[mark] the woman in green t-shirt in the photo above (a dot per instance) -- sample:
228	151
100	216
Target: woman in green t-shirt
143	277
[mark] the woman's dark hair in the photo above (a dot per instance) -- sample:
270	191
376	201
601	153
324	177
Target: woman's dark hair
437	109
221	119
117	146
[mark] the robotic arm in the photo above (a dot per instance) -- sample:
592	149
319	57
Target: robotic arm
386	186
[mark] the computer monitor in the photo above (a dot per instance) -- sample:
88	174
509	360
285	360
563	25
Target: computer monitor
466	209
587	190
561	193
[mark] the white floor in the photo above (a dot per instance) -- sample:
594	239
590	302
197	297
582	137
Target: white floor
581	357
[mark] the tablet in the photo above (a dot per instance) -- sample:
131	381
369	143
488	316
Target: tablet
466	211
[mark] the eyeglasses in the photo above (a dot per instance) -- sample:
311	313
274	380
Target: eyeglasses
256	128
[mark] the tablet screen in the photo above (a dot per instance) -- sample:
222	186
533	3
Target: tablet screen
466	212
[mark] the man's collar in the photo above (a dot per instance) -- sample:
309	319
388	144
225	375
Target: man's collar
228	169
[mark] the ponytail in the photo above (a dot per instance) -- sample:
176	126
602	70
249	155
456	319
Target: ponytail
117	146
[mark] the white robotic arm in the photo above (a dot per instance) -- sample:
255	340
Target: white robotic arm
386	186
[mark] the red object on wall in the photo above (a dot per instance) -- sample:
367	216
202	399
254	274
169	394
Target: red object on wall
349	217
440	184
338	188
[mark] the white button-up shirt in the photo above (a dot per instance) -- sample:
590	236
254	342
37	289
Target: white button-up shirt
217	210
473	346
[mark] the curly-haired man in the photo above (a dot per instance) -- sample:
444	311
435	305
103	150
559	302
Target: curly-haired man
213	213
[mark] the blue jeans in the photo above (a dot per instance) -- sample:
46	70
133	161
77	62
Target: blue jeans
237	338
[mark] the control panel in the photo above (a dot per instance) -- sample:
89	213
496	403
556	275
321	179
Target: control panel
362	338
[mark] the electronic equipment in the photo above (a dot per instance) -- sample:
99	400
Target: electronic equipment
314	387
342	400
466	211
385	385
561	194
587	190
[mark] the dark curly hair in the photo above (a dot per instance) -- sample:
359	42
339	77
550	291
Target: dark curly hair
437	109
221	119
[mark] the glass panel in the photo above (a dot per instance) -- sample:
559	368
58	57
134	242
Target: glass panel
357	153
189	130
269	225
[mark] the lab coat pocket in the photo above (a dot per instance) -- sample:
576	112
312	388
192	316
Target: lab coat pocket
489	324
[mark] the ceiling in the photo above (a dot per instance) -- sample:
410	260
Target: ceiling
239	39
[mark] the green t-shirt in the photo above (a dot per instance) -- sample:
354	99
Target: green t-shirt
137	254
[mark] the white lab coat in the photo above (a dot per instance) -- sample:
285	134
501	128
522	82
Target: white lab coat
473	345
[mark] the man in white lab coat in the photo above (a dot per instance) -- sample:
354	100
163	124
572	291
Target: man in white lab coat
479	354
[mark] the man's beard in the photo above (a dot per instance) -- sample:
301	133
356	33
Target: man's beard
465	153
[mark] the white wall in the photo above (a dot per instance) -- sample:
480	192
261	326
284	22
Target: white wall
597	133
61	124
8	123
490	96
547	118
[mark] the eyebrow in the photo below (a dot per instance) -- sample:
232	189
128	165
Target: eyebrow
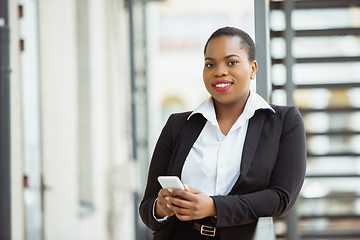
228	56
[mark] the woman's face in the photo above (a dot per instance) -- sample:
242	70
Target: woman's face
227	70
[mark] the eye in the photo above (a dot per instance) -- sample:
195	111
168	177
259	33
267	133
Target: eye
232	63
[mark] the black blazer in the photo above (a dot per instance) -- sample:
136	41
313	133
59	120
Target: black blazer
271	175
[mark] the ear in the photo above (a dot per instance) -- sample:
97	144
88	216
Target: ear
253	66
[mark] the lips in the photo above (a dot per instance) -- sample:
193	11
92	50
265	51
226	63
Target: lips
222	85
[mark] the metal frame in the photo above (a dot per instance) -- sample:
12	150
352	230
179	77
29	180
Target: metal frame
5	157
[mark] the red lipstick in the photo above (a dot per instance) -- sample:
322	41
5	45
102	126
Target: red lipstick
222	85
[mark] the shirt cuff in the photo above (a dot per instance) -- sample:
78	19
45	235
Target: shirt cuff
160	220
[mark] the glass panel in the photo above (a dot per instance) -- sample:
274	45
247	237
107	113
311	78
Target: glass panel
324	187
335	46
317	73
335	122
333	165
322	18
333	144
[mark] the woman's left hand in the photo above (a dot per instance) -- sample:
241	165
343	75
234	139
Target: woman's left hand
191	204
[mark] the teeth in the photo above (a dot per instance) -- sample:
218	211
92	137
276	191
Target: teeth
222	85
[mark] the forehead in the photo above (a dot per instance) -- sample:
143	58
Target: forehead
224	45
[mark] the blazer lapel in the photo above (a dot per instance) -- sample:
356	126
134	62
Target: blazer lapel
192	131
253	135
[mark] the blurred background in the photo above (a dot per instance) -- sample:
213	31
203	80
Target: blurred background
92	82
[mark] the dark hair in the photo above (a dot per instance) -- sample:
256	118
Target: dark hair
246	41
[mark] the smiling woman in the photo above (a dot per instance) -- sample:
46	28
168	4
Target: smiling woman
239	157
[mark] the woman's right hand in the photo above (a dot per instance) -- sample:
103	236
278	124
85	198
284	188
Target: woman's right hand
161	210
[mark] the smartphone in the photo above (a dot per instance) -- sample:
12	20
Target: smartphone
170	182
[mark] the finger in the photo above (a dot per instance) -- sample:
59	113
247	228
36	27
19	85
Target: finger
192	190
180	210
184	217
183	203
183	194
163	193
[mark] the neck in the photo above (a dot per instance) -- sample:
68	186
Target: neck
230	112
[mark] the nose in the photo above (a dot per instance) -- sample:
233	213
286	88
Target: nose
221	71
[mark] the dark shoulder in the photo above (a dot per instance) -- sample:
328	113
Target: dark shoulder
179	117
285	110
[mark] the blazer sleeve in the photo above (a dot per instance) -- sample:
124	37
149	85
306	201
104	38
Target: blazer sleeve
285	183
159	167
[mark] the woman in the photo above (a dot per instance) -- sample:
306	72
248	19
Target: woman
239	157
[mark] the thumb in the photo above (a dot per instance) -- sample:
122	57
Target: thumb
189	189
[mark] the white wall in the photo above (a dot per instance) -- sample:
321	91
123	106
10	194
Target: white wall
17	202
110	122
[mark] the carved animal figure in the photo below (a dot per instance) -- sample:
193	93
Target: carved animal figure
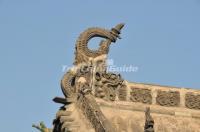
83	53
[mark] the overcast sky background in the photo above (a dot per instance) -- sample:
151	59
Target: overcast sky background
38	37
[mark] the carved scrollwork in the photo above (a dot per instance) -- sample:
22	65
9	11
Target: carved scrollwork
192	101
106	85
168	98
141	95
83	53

********************

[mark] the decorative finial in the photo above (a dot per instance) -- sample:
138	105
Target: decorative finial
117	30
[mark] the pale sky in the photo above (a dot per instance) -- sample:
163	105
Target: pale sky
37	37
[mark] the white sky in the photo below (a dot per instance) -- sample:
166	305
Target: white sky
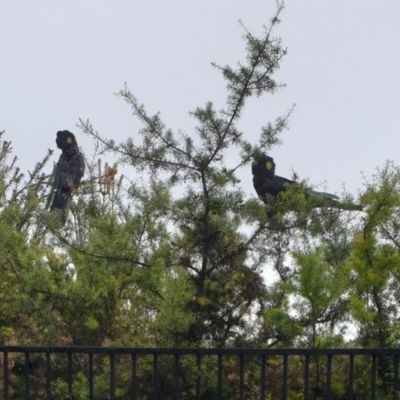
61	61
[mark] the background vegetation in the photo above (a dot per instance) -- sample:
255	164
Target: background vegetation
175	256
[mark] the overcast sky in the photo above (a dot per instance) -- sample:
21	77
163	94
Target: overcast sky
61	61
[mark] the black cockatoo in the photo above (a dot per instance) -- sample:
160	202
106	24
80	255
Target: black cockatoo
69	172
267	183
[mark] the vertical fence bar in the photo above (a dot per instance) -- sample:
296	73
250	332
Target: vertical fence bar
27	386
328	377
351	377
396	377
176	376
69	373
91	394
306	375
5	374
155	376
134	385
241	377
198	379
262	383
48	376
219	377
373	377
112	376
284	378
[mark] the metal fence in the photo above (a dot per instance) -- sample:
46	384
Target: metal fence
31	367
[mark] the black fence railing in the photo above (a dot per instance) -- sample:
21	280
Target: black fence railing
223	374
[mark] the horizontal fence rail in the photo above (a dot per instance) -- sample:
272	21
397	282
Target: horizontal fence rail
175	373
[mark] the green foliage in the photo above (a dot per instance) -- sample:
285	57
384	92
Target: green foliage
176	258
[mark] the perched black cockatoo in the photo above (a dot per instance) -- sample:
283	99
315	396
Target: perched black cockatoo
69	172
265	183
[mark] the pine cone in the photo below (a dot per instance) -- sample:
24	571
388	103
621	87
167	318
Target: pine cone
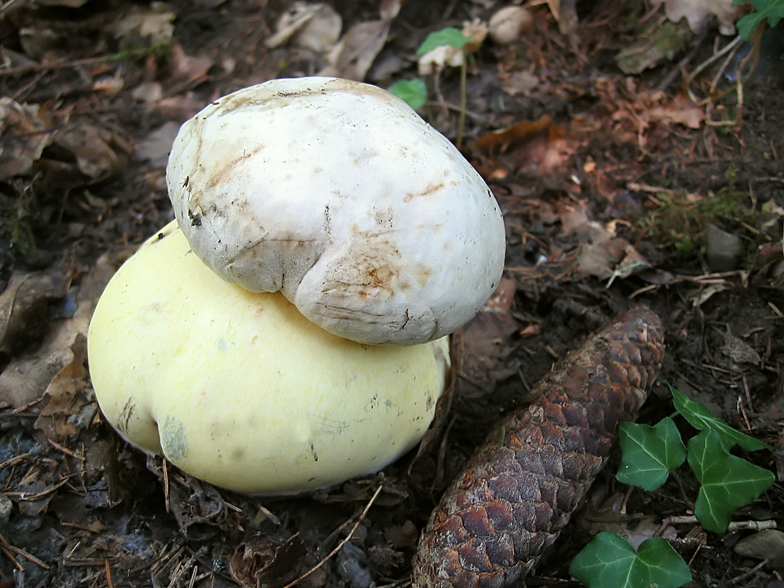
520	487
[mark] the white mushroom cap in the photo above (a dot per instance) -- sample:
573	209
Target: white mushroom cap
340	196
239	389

********************

--- WHAT IS ASKED ---
Which lines in the rows above contain the word "blurred"? Report each of them in full.

--- COMPLETE RESPONSE ---
[mark] the blurred background in the photo above (a dot per instance) -- sample:
Target: blurred background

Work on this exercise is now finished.